= TASKS TO COMPLETE =
1. In the Thanksgiving thread, where is the new home that RVGRINGO moved into?
2. Rewrite the listing from the line with "Tag each instance of the checkbox" through the end of the listing, substituting "shipping carton" for "cardboard box" and leaving everything else as it is.

= ARTICLE =
——————————
# Happy Thanksgiving



## chicois8 (Aug 8, 2009)

Seems like a dead board so I will start a new post by wishing all a Happy Thanksgiving 2018.


----------



## Stevenjb (Dec 10, 2017)

Best holidays to all, and 2019, and beyond.


----------



## RVGRINGO (May 16, 2007)

We are thankful that we made it into our new home in Alamo, TX, just in time to get the pumpkin pie baked, the turkey breast thawed and marinated, and the stuffing ready. It will be a rather relaxing day, as we have been busy moving in, finding things, assembling the first of two new desks from Wayfair, and other chores. We can use the rest.


----------



## TundraGreen (Jul 15, 2010)

RVGRINGO said:


> We are thankful that we made it into our new home in Alamo, TX, just in time to get the pumpkin pie baked, the turkey breast thawed and marinated, and the stuffing ready. It will be a rather relaxing day, as we have been busy moving in, finding things, assembling the first of two new desks from Wayfair, and other chores. We can use the rest.
——————————
= MATERIAL PROVIDED =
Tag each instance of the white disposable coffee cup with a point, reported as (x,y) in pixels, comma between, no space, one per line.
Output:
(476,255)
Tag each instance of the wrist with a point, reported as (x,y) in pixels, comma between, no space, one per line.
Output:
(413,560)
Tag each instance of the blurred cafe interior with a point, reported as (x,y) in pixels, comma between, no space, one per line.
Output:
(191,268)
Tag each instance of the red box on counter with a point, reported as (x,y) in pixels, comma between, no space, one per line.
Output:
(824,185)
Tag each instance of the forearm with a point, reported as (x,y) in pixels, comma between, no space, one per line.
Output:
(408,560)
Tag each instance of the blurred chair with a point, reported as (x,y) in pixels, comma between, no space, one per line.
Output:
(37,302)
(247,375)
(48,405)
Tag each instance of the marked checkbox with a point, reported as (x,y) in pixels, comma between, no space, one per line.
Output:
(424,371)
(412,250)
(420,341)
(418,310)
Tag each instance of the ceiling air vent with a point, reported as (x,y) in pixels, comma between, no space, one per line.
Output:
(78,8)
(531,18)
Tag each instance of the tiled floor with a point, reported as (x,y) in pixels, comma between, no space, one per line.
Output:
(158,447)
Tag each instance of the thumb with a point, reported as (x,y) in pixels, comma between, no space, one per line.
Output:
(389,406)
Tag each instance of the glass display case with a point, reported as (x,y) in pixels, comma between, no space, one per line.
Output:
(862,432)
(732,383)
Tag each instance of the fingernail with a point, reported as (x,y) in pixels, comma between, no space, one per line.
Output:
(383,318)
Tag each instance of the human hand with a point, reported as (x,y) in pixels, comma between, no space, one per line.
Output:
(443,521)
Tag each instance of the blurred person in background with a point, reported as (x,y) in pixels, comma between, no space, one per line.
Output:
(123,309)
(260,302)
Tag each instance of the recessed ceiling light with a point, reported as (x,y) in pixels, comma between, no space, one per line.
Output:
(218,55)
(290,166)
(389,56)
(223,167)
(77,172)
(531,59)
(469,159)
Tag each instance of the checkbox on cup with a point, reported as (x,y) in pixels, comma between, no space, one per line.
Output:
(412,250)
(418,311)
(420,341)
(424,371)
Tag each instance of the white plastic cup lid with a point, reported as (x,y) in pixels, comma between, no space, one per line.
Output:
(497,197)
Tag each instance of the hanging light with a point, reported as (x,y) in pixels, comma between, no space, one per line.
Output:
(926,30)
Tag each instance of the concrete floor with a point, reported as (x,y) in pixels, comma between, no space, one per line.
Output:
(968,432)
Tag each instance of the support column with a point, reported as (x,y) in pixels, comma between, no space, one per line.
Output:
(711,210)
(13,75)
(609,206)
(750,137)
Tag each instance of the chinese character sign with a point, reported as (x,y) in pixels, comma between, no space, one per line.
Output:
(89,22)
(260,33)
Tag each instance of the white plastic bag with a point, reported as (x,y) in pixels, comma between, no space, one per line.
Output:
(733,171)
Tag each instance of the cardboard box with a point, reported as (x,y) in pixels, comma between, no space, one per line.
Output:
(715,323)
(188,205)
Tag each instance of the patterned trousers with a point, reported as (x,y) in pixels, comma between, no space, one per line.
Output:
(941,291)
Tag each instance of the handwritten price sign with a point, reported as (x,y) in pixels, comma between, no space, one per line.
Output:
——————————
= TASK-BY-TASK SOLUTIONS =
1. Alamo, TX

2.
Tag each instance of the checkbox on cup with a point, reported as (x,y) in pixels, comma between, no space, one per line.
Output:
(412,250)
(418,311)
(420,341)
(424,371)
Tag each instance of the white plastic cup lid with a point, reported as (x,y) in pixels, comma between, no space, one per line.
Output:
(497,197)
Tag each instance of the hanging light with a point, reported as (x,y) in pixels, comma between, no space, one per line.
Output:
(926,30)
Tag each instance of the concrete floor with a point, reported as (x,y) in pixels, comma between, no space, one per line.
Output:
(968,432)
Tag each instance of the support column with a point, reported as (x,y) in pixels, comma between, no space, one per line.
Output:
(711,210)
(13,75)
(609,206)
(750,137)
Tag each instance of the chinese character sign with a point, reported as (x,y) in pixels, comma between, no space, one per line.
Output:
(89,22)
(260,33)
Tag each instance of the white plastic bag with a point, reported as (x,y) in pixels, comma between, no space, one per line.
Output:
(733,171)
Tag each instance of the shipping carton with a point, reported as (x,y) in pixels, comma between, no space, one per line.
Output:
(715,323)
(188,205)
Tag each instance of the patterned trousers with a point, reported as (x,y) in pixels, comma between, no space, one per line.
Output:
(941,291)
Tag each instance of the handwritten price sign with a point, reported as (x,y) in pixels, comma between, no space, one per line.
Output:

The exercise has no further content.